▸ WRITTEN PROBLEM: Scale the point coordinates in the rows below, starting at the line containing "target | white curtain" and ending at the last line of the rows. Reproduce only those lines, requests included, with each coordinate multiplied by 0.9 and rounded to a whole number, halves rounding up.

Records of labeled points
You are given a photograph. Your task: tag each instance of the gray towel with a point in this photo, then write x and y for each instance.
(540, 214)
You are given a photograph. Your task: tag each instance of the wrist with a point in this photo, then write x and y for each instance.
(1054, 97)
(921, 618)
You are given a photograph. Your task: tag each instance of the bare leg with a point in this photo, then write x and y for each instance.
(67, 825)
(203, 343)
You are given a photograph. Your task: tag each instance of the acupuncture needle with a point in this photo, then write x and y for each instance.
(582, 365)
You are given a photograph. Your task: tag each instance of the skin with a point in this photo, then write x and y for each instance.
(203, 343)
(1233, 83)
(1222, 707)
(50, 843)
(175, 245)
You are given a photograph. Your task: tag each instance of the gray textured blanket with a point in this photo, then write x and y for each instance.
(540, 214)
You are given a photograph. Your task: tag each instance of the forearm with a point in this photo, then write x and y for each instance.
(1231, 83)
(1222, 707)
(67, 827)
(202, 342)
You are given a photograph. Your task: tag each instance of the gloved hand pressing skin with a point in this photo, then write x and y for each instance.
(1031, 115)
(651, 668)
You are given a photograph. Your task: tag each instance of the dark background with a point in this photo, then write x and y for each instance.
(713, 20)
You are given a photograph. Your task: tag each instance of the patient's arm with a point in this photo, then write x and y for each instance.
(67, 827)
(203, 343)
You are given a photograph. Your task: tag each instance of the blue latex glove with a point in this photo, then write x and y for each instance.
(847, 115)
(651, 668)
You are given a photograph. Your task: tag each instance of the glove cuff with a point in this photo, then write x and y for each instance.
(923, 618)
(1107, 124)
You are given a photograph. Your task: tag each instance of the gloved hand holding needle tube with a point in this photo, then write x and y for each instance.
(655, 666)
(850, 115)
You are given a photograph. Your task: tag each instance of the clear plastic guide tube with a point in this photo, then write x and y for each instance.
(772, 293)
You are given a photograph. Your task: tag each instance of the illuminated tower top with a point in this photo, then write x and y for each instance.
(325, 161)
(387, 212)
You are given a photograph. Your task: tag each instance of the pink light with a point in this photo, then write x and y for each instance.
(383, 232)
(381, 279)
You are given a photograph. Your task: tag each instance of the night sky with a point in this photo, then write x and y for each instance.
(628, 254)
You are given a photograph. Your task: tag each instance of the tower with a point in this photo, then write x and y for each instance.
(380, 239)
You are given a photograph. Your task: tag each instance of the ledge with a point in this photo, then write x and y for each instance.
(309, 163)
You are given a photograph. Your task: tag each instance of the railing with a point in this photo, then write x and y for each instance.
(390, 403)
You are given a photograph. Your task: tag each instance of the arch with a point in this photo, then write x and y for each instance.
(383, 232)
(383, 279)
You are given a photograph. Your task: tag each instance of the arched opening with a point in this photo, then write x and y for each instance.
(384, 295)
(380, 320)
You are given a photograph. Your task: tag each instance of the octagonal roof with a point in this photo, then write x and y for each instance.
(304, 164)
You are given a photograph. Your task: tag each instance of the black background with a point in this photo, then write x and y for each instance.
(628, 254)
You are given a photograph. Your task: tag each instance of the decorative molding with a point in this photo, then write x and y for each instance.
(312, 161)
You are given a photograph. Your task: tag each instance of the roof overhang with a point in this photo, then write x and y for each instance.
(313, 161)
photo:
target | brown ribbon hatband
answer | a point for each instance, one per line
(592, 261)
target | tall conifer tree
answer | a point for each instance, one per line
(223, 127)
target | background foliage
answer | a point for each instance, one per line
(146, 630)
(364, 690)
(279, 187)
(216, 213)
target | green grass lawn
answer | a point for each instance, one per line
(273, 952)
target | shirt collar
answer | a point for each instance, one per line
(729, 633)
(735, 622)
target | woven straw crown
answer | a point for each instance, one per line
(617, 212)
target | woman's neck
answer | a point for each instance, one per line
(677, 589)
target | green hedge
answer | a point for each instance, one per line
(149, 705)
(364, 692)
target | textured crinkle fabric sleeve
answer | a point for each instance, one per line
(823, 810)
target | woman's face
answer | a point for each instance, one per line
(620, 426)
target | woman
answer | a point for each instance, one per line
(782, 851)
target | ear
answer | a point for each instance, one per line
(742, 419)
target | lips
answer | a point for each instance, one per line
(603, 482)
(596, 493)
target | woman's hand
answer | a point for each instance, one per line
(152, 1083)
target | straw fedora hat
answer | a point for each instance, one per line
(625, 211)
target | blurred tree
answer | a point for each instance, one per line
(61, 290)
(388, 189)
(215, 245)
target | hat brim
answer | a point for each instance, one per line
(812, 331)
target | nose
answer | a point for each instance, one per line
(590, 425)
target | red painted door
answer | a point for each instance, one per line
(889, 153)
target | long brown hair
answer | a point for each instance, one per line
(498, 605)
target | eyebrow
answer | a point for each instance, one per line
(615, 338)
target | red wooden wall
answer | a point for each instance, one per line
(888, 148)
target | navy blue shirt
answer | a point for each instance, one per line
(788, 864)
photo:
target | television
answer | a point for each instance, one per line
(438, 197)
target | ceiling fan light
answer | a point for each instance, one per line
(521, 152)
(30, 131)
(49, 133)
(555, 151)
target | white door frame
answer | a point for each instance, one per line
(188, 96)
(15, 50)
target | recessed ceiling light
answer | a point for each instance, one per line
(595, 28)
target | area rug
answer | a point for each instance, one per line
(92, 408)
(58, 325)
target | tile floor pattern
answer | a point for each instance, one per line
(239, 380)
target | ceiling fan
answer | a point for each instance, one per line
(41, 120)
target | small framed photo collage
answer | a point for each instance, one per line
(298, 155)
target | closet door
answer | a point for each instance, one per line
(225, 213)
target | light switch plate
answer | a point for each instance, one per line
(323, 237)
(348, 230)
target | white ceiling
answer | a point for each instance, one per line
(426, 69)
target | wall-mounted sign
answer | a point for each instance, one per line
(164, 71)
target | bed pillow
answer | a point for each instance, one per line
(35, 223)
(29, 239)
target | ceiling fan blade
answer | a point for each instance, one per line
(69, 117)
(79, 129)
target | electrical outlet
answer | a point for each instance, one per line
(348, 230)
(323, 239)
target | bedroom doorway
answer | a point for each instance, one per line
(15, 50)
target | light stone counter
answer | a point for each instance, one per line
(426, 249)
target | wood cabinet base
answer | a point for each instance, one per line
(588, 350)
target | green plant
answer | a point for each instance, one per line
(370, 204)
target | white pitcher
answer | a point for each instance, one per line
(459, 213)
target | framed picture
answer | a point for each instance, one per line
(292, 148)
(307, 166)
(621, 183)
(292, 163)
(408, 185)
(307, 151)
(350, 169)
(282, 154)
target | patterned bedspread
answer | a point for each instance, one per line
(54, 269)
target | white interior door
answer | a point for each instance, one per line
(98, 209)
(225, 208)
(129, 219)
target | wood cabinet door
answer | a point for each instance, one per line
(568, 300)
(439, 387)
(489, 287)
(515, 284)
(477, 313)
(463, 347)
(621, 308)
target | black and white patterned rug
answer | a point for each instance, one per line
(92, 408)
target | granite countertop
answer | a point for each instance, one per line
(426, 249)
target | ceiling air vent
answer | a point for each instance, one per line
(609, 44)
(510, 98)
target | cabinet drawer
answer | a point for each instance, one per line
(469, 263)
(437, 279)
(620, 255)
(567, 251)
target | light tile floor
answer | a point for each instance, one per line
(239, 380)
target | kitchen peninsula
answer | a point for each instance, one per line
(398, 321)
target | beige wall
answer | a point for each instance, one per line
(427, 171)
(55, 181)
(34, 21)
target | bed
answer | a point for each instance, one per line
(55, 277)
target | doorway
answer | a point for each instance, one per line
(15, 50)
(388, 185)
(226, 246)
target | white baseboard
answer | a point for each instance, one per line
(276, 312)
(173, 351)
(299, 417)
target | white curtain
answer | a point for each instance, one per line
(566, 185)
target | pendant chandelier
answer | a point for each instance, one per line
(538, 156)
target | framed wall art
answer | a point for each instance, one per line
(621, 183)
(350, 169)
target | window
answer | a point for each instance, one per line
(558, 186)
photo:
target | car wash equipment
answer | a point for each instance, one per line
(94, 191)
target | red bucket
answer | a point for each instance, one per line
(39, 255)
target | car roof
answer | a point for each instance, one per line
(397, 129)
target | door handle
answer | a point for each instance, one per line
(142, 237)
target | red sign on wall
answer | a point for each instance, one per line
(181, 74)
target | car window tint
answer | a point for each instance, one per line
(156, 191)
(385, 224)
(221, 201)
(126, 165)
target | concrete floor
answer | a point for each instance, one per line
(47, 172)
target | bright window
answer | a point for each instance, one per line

▸ THE REPLY:
target | white curtain
answer | a point for each instance, one per line
(509, 167)
target | pendant chandelier
answer | a point for each instance, one per line
(484, 140)
target | framed wall art
answer | a point for each instance, one per line
(559, 165)
(315, 152)
target | window
answer | a point for each instance, one per line
(502, 167)
photo:
target | car wash equipment
answer | a point for each instance, one per line
(85, 172)
target | red bucket
answer | a point for each instance, one per line
(35, 230)
target | car roof
answer | a point for each instance, one per line
(357, 116)
target | door handle
answer | a point for each instance, one per line
(128, 213)
target | red sign on wall
answer | a point for each instance, one per line
(163, 67)
target | car window tint
answer | a point for each instance, one per line
(140, 172)
(347, 202)
(199, 181)
(113, 149)
target | concrete floor
answer | a point for each instance, one per line
(42, 155)
target | bright window
answer | a point for each instance, one per line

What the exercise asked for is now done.